- **Task to carry out**: Please copy the following records word for word, all of them.

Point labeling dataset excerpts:
====

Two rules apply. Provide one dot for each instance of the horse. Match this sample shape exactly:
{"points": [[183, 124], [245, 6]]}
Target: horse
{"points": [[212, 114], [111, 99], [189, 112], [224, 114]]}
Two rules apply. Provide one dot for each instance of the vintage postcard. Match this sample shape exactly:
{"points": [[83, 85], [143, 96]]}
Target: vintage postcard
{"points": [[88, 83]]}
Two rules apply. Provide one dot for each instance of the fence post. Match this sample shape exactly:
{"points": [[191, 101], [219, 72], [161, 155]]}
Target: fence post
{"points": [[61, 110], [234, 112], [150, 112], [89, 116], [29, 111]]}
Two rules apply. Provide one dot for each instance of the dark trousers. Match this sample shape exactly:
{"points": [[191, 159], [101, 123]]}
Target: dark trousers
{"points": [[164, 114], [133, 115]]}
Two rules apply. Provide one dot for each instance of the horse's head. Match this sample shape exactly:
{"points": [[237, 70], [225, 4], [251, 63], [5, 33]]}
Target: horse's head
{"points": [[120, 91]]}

====

- **Written answer**:
Two rules apply. Provide one dot for each instance of the horse. Match this sample shape exactly:
{"points": [[183, 124], [245, 6]]}
Target: horse
{"points": [[212, 114], [111, 99], [189, 112], [224, 114]]}
Two rules apply. Provide one dot for each instance of the vintage postcard. Match this sample shape exactly:
{"points": [[83, 85], [143, 96]]}
Target: vintage postcard
{"points": [[88, 83]]}
Two rules apply. Provide one dot for each instance of the fence post. Match this sample shape exactly:
{"points": [[191, 101], [219, 72], [161, 155]]}
Target: fence post
{"points": [[61, 110], [234, 112], [150, 112], [89, 116], [29, 111]]}
Two rules apply. Provide one dot for each instance of the dark trousers. Match this sample shape exactly:
{"points": [[191, 159], [101, 123]]}
Target: dark trousers
{"points": [[164, 114], [133, 115]]}
Two rules apply. Provide one dot for each instance of the horse's head. Match this sample shape exactly:
{"points": [[237, 70], [225, 4], [251, 63], [5, 33]]}
Target: horse's head
{"points": [[120, 91]]}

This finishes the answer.